- What the task asks
Your task is to copy the listing exactly, with the pictures left out.

- Exercise materials

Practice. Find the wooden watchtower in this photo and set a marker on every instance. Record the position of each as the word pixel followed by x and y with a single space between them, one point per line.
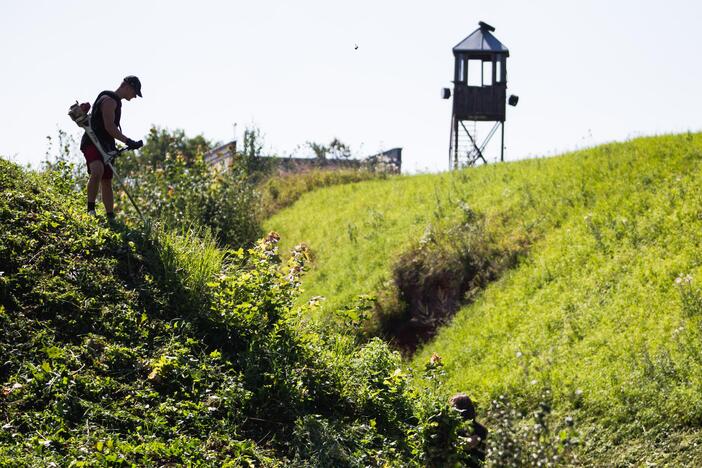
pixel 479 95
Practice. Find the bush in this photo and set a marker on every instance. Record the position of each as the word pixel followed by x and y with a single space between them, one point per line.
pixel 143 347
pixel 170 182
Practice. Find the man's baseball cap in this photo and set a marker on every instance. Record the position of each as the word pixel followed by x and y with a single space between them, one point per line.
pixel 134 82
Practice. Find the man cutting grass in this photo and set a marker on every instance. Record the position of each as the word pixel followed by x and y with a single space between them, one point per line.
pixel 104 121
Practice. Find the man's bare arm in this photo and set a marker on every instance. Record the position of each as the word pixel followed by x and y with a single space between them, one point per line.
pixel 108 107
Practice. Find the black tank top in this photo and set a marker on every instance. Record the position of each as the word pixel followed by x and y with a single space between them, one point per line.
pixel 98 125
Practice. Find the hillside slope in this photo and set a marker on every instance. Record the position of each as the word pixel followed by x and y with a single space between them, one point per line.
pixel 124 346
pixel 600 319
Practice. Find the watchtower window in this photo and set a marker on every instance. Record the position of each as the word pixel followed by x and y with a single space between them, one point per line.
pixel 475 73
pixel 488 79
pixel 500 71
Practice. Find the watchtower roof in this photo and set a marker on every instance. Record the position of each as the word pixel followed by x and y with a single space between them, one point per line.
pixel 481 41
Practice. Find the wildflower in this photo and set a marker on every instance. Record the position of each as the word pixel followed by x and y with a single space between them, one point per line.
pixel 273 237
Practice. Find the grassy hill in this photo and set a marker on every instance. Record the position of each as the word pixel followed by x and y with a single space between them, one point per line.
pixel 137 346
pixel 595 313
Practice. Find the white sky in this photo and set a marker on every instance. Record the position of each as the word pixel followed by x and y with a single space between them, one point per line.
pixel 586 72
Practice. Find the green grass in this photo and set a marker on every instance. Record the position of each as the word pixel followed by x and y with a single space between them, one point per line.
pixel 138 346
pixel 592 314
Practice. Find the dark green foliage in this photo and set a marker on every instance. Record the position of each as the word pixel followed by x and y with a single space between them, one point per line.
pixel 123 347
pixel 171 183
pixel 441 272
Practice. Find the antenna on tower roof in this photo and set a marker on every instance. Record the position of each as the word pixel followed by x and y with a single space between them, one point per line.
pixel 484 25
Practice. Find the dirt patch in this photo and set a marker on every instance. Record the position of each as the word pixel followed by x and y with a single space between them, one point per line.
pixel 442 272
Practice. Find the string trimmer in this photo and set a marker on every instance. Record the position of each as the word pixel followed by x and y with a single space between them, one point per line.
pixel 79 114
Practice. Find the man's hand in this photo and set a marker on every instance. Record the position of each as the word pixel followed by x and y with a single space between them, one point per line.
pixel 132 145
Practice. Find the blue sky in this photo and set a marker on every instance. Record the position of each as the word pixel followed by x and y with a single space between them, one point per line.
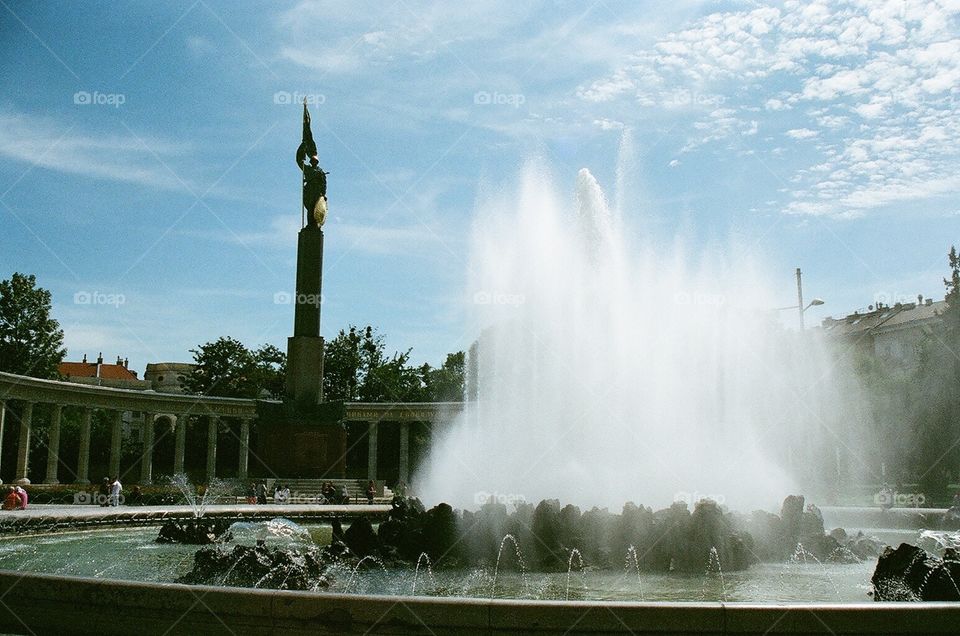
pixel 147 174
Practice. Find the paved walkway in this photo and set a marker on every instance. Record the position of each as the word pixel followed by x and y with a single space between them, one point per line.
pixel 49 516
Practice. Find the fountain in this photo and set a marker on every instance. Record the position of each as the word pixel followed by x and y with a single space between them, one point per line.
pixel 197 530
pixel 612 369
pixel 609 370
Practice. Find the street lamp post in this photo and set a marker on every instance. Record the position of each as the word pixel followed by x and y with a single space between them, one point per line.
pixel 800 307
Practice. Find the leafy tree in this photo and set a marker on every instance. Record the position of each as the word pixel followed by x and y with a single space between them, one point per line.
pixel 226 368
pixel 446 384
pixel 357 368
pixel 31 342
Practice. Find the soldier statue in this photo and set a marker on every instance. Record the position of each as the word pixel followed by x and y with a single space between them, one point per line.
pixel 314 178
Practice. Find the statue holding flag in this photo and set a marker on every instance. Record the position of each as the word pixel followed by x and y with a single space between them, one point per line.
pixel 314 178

- Exercise answer
Practice. Find the wooden watchtower in this photo and set a marker on every instance. Record the position of each as the word pixel followed by x and y with a single space between them, one point per line.
pixel 479 95
Practice. Find the bush in this photo and set a marker on every instance. Record the position of each as the word pixel followed by x and y with a single space between them, one point per line.
pixel 143 347
pixel 170 182
Practice. Find the man's baseball cap in this photo and set a marker on every instance. Record the position of each as the word pixel followed by x and y with a single space between them, one point per line.
pixel 134 82
Practice. Find the man cutting grass in this photo and set a marker on every instance. Record the position of each as the word pixel followed by x and y with a single space between them, one point per line.
pixel 104 121
Practice. Find the man's bare arm in this photo and set a marker on every instance. Record the position of each as the word pixel followed by x and y with a single space between them, one point per line.
pixel 108 107
Practice. Find the black tank top in this photo and set a marker on every instance. Record the position of each as the word pixel followed by x and y with a single space between them, one point per line.
pixel 98 125
Practice. Find the hillside slope in this photo and set a marker on every instance. Record the position of each as the word pixel followed by x and y with a single space between them, one point per line.
pixel 124 346
pixel 600 319
Practice. Find the watchtower window in this photo and set a marker on every instance. Record the position of each as the word pixel followed by x and y with a single space between them, one point per line.
pixel 475 73
pixel 488 79
pixel 500 71
Practice. Find the watchtower roof in this photo and set a marker on every instance. Record the position of each as the word pixel followed by x and y with a single space between them, one point per line.
pixel 481 41
Practice. Find the wildflower in this photo and set a marker on every instance. Record the position of each as the word pixel followed by x and y with a single space between them, one point per line.
pixel 273 237
Practice. Find the grassy hill in this photo and set a marker on every instance. Record the position of each as the word pixel followed by x and y with a single space between them, one point per line.
pixel 137 346
pixel 595 313
Practice. Find the white sky in this photo and set a marker on every instance. Record the position of each as the word pixel followed by x and y with a single space between them, one point per line.
pixel 586 72
Practice. Find the green grass in this photo and set a marker on every instance. Record the position of each as the word pixel followed by x and y with a single space between them, one point per line.
pixel 138 346
pixel 592 314
Practice. Find the dark green foliage in this photo and set a marker on every instance. Record the position of each as the word pixel followed by x and y with a single space between them, one point per line.
pixel 123 347
pixel 171 183
pixel 441 272
Practice. Find the antenna on tower roof in this photo and set a marker on every instance. Record the position of each as the word pixel followed by x and y with a single space between them, one point per line.
pixel 484 25
Practice. Find the dirt patch in this photo and set a marker on every instance. Record the position of each as the word pixel followed by x and y with a single space between them, one point per line.
pixel 442 272
Practice. Find the string trimmer in this photo and set a marker on every instance. Record the position of each as the word pixel followed by x and y with a single space between them, one point per line.
pixel 79 114
Practice. Find the man's hand in this photo and set a marker on every instance. Record the position of each as the word pixel followed by x and y with a single space between them, one point per line.
pixel 132 145
Practice. Find the blue sky in this photo and set a marker on every instance. Record the position of each as the word pixel followed by x and y with a single space between them, one point per line.
pixel 147 174
Practice. Find the paved walkway in this photo and set a marker on every instance. Record the position of each as the word pixel followed by x and y with a single space between them, one point per line.
pixel 49 516
Practice. Find the fountain in this photo and set a marker on every instance. Record the position of each as the word pixel followed by x and y with a single space between them, one point per line.
pixel 197 530
pixel 612 369
pixel 609 370
Practice. Find the street lamp post in this photo and set a marker on every instance. Record the position of each as the word pixel followed by x and y with a single space between them, one point per line.
pixel 800 307
Practice. Find the leafy tree in this photo and set a marker on every instance. Record the position of each as the word pixel followed by x and y with a single space between them, one point per line.
pixel 226 368
pixel 446 384
pixel 357 368
pixel 31 342
Practice. Find the soldier statue in this photo and set a marker on every instance. Record the position of each as the word pixel followed by x and y with a single space between them, one point per line.
pixel 314 178
Practice. Find the statue holding flag in this photo and set a marker on every instance. Record the position of each as the word pixel followed by x and y with a single space between them, one point per line.
pixel 314 178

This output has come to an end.